**TAREFA 1**
Copie do texto de origem, sem nenhuma alteração, o trecho que vai de "O Movimento Feminista" até "aborto de anencéfalo.".
**TAREFA 2**
Segundo o texto de origem, em que século o Movimento Feminista no Brasil tem suas origens?

**TEXTO DE ORIGEM**
══════════════════════════════
O aborto de anencéfalo à luz do Espaço dos Possíveis


O Movimento Feminista no Brasil tem suas origens no século XIX, época em que a condição da mulher acompanhava as desigualdades sociais e econômicas no país. A sociedade escravista oprimia a mulher negra por sua condição de escrava, e a mulher branca por limitá-la a se dedicar somente a tarefas do lar. Dois séculos depois, observa-se um progresso da luta feminina, que alcançou conquistas como o direito à educação, ao voto e à liberdade sexual. Da mesma forma, atualmente, o Movimento encontra-se engajado com questões que dizem respeito à preocupação com o corpo da mulher e o uso que a sociedade faz do mesmo. Um aspecto de discussão dentro dessa pauta é o aborto de anencéfalo.
══════════════════════════════
**LISTAGEM FORNECIDA**

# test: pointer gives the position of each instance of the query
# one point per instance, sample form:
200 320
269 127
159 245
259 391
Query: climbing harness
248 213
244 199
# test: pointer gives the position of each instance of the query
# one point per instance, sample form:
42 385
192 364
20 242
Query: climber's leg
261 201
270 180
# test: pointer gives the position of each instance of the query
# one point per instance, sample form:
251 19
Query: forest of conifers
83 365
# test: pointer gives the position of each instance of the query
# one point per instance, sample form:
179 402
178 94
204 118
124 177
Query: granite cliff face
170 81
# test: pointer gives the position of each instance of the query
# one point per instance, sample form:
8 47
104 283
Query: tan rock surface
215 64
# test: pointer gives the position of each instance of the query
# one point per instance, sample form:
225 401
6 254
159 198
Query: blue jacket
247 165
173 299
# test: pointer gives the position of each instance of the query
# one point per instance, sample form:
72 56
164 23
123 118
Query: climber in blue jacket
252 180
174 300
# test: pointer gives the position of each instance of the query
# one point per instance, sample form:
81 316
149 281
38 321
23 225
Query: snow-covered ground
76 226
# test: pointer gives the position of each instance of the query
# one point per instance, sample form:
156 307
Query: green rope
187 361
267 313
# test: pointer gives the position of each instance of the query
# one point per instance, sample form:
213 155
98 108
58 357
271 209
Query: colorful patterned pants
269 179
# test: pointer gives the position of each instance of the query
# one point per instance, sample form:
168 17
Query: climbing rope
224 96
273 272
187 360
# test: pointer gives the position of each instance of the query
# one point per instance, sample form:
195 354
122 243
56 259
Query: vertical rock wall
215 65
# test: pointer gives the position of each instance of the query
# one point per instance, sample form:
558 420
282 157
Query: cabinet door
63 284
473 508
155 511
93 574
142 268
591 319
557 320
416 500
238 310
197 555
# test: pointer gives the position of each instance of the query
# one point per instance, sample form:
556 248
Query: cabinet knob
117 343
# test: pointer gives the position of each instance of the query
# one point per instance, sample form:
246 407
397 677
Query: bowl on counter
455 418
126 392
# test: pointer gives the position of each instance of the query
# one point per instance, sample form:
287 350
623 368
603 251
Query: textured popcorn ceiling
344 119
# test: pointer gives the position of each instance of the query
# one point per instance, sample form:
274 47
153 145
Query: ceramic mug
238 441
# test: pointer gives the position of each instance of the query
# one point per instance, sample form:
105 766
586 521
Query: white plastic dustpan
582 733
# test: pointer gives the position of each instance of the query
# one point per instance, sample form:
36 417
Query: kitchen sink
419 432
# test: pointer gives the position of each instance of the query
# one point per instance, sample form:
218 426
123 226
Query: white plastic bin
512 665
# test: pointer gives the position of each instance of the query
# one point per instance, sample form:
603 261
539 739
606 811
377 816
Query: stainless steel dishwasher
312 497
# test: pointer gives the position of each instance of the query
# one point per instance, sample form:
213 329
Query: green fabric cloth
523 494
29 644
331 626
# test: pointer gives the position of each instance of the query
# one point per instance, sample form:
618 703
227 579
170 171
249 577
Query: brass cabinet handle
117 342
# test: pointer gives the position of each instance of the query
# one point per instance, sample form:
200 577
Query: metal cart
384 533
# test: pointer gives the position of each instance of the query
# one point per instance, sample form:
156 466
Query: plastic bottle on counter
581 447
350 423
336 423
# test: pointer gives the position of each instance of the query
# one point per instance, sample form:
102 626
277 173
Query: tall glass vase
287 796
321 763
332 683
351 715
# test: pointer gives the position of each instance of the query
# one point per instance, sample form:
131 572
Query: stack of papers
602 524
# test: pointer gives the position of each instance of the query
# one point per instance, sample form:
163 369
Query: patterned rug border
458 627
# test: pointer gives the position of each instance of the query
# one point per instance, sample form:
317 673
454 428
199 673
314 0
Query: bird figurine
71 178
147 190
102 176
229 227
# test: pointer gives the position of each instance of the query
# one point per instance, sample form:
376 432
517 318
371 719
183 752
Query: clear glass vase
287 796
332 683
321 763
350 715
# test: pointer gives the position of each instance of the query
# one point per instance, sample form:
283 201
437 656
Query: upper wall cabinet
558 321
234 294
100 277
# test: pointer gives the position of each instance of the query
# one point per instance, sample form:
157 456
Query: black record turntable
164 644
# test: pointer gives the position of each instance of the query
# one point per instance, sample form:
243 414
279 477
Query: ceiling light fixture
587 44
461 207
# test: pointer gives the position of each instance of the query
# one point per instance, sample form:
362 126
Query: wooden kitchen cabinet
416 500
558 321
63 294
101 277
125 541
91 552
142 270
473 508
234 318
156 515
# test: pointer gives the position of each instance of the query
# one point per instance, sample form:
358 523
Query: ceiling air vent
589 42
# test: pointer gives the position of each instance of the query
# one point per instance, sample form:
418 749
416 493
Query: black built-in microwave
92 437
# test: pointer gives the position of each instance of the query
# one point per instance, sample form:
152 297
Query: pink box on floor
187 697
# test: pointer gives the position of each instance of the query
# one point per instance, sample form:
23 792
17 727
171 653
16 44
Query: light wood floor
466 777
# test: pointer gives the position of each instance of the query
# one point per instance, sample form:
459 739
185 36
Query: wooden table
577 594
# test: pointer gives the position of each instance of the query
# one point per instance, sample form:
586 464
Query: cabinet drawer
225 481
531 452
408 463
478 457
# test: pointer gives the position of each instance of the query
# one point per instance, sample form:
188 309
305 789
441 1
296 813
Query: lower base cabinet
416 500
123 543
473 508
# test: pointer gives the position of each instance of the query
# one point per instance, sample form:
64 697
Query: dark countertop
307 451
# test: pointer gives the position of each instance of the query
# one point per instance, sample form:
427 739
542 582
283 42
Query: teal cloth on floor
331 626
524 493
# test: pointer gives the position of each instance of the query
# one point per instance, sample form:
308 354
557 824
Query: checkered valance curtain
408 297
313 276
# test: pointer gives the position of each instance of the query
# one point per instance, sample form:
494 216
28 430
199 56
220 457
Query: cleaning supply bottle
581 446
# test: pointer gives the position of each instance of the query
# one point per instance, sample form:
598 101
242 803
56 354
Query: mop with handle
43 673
══════════════════════════════
**RESPOSTA ESPERADA 1**
O Movimento Feminista no Brasil tem suas origens no século XIX, época em que a condição da mulher acompanhava as desigualdades sociais e econômicas no país. A sociedade escravista oprimia a mulher negra por sua condição de escrava, e a mulher branca por limitá-la a se dedicar somente a tarefas do lar. Dois séculos depois, observa-se um progresso da luta feminina, que alcançou conquistas como o direito à educação, ao voto e à liberdade sexual. Da mesma forma, atualmente, o Movimento encontra-se engajado com questões que dizem respeito à preocupação com o corpo da mulher e o uso que a sociedade faz do mesmo. Um aspecto de discussão dentro dessa pauta é o aborto de anencéfalo.

**RESPOSTA ESPERADA 2**
No século XIX.